──────── Exercise data
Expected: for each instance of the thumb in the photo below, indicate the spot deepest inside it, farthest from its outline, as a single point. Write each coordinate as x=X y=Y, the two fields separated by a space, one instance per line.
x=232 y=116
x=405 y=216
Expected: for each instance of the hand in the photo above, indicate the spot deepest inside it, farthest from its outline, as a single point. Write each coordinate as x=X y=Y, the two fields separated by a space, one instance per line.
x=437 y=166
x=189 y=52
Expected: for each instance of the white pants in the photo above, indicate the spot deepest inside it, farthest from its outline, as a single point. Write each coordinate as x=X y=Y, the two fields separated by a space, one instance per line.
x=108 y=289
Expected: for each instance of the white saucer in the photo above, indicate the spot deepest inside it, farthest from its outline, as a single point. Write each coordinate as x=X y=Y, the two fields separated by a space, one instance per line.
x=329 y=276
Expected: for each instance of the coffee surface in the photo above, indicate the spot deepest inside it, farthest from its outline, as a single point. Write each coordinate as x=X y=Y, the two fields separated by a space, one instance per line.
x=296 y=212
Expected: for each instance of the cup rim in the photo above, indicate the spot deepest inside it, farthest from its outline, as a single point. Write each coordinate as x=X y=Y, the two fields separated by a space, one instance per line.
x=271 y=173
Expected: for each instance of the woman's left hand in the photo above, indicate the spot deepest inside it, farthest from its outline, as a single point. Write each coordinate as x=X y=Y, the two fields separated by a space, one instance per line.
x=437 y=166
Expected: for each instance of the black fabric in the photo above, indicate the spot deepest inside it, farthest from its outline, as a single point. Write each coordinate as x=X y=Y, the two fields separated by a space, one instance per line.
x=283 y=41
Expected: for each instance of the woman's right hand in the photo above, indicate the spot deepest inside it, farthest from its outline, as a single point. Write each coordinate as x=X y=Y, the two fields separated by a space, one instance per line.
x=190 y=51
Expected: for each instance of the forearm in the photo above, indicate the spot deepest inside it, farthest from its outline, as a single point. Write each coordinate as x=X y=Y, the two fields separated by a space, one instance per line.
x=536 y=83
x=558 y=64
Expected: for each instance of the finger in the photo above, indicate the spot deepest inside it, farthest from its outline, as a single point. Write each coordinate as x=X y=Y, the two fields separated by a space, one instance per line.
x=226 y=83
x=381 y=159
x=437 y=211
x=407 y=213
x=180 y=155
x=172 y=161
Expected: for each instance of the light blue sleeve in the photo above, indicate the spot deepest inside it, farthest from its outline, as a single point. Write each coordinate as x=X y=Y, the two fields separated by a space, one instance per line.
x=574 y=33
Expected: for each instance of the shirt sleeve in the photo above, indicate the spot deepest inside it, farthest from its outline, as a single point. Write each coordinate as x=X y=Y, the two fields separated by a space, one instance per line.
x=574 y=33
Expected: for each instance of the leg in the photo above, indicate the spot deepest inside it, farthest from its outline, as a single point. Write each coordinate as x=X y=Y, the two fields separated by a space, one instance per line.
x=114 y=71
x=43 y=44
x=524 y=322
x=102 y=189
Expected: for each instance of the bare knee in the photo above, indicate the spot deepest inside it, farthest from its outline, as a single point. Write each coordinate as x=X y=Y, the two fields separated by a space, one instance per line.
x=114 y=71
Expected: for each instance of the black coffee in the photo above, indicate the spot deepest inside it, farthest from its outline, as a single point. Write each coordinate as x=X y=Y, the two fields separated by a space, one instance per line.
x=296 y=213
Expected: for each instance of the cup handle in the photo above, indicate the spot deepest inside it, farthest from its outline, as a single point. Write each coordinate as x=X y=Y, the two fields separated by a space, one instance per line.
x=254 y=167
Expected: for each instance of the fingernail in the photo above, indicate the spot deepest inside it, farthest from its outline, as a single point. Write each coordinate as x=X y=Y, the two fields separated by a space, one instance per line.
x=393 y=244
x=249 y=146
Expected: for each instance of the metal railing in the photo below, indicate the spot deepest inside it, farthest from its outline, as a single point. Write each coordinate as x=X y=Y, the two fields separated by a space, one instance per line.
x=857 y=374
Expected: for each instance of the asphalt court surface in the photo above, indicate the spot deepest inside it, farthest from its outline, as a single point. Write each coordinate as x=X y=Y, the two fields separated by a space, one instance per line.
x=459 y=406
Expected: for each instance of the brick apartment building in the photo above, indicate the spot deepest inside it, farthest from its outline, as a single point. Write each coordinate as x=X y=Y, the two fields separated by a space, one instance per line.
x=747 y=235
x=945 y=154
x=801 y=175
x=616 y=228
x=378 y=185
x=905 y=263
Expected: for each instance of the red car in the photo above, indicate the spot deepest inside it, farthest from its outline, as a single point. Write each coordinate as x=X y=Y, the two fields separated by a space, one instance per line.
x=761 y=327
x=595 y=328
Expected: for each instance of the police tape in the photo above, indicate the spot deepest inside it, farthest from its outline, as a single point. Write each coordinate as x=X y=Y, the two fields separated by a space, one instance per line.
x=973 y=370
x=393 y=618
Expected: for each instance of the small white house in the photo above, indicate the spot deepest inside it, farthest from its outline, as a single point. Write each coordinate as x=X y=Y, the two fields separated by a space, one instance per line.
────────────────
Given problem: Repeat the data verbatim.

Solution:
Expected: for each instance of the thumb in the photo below, indicate the spot deepest inside it, farthest from its outline, as a single point. Write each coordinate as x=X y=Y, the two fields separated by a space, one instance per line.
x=232 y=116
x=405 y=216
Expected: for each instance of the hand in the photo above, indicate the spot deepest inside it, farthest from its outline, as a single point. Write each coordinate as x=X y=Y, the two fields separated by a space, one instance per line.
x=437 y=166
x=189 y=52
Expected: for each instance of the white pants in the photo above, indicate the spot deepest inside it, farthest from its outline, as a single point. Write each coordinate as x=X y=Y, the two fields separated by a space, one instance per line.
x=108 y=289
Expected: for each instance of the white saucer in the photo above, indicate the spot deepest inside it, farthest from its outline, as a single point. Write each coordinate as x=X y=Y, the two fields separated by a space, one instance per line.
x=329 y=276
Expected: for each instance of the coffee surface in the photo above, indicate the spot deepest inside it, farthest from its outline, as a single point. Write each coordinate as x=X y=Y, the two fields separated by a space, one instance per line.
x=296 y=212
Expected: for each instance of the cup rim in the photo above, indicate the spot deepest inside it, farthest from its outline, as a single point. Write each coordinate as x=X y=Y, the two fields separated by a space, one instance per line.
x=271 y=173
Expected: for each instance of the woman's left hand in the photo above, indicate the spot deepest inside it, farthest from its outline, as a single point. Write each coordinate as x=X y=Y, the two fields separated by a space, one instance per line.
x=437 y=166
Expected: for each instance of the black fabric in the photo above, indicate the spot deepest inside it, farthest from its outline, as a single point. Write each coordinate as x=X y=Y, the two fields separated by a space, one instance per line.
x=283 y=41
Expected: for each instance of the woman's right hand in the photo above, indicate the spot deepest inside it, farthest from its outline, as a single point. Write each coordinate as x=X y=Y, the two fields separated by a space, one instance per line.
x=190 y=51
Expected: for each instance of the forearm in the photo above, indicate the spot deepest inside it, farthest from its outline, as a single point. Write each coordinate as x=X y=Y, the two fields separated by a space, one instance per line.
x=536 y=83
x=558 y=64
Expected: for each instance of the finger in the photo above, indicate the spot deepest inside it, farthest from its outline, as a single point. Write each coordinate as x=X y=Y, the two fields separated by a space, one instance per line.
x=226 y=83
x=381 y=159
x=437 y=211
x=407 y=213
x=180 y=155
x=172 y=161
Expected: for each instance of the light blue sleeve in the photo above, indicate the spot deepest inside it, farthest from its outline, as a single point. Write each coordinate as x=X y=Y, the two fields separated by a space, one instance per line.
x=574 y=33
Expected: for each instance of the shirt sleeve in the photo above, indicate the spot deepest inside it, farthest from its outline, as a single point. Write each coordinate as x=X y=Y, the two fields separated by a space, one instance per line.
x=574 y=33
Expected: for each instance of the leg in the photo above, indicate the spot deepest inside it, farthest from its outline, as a single point. Write each coordinate as x=X y=Y, the two fields separated by a space, one instance per line.
x=114 y=71
x=43 y=44
x=524 y=322
x=102 y=189
Expected: for each instance of the bare knee in the photo above, indicate the spot deepest inside it, farthest from its outline, as a single point. Write each coordinate as x=X y=Y, the two fields separated by a space, one instance per line.
x=114 y=71
Expected: for each instance of the black coffee in the photo above, indicate the spot deepest inside it, farthest from its outline, as a single point. Write each coordinate as x=X y=Y, the two fields separated by a space, one instance per line.
x=296 y=213
Expected: for each instance of the cup handle in the photo above, indicate the spot deepest inside it, farthest from its outline, as a single point. Write each coordinate as x=X y=Y, the two fields separated by a space, one instance per line.
x=254 y=167
Expected: for each instance of the fingernail in the photo above, indicate the spot deepest inside it, farthest from its outline, as a single point. Write each coordinate as x=X y=Y, the two fields separated by a space, one instance per line.
x=393 y=244
x=249 y=146
Expected: for each instance of the metal railing in the photo below, indicate the spot deepest inside it, farthest from its outline, as a single point. Write each coordinate as x=X y=Y, the two fields separated by a space, one instance per line.
x=857 y=374
Expected: for each instance of the asphalt court surface in the photo above, indicate the spot deepest inside it, farthest from its outline, as a single point. Write each coordinate as x=X y=Y, the two fields separated by a space, one instance per line.
x=459 y=406
Expected: for each instance of the brick apartment building in the photo above, indicate the spot deepest inside it, farthest from its outline, as a single point. Write each coordinate as x=X y=Y, the two fields separated by a space, one instance per line.
x=747 y=235
x=945 y=154
x=801 y=175
x=616 y=228
x=378 y=185
x=905 y=263
Expected: for each instance of the red car in the photo above, indicate the spot deepest inside it, farthest from its outline, as a single point. Write each coordinate as x=X y=Y, the two fields separated by a space, one instance per line.
x=761 y=327
x=595 y=328
Expected: for each instance of the police tape in the photo above, indicate the spot deepest inside it, farthest from its outline, as a single point. Write each coordinate as x=X y=Y, the two fields separated by a space, one instance per line.
x=973 y=370
x=393 y=618
Expected: for each instance of the small white house in the photo above, indicate the spot deepest inside it, farthest from its outline, as a single point. Write each coordinate as x=X y=Y, the two fields separated by a space, one instance per line.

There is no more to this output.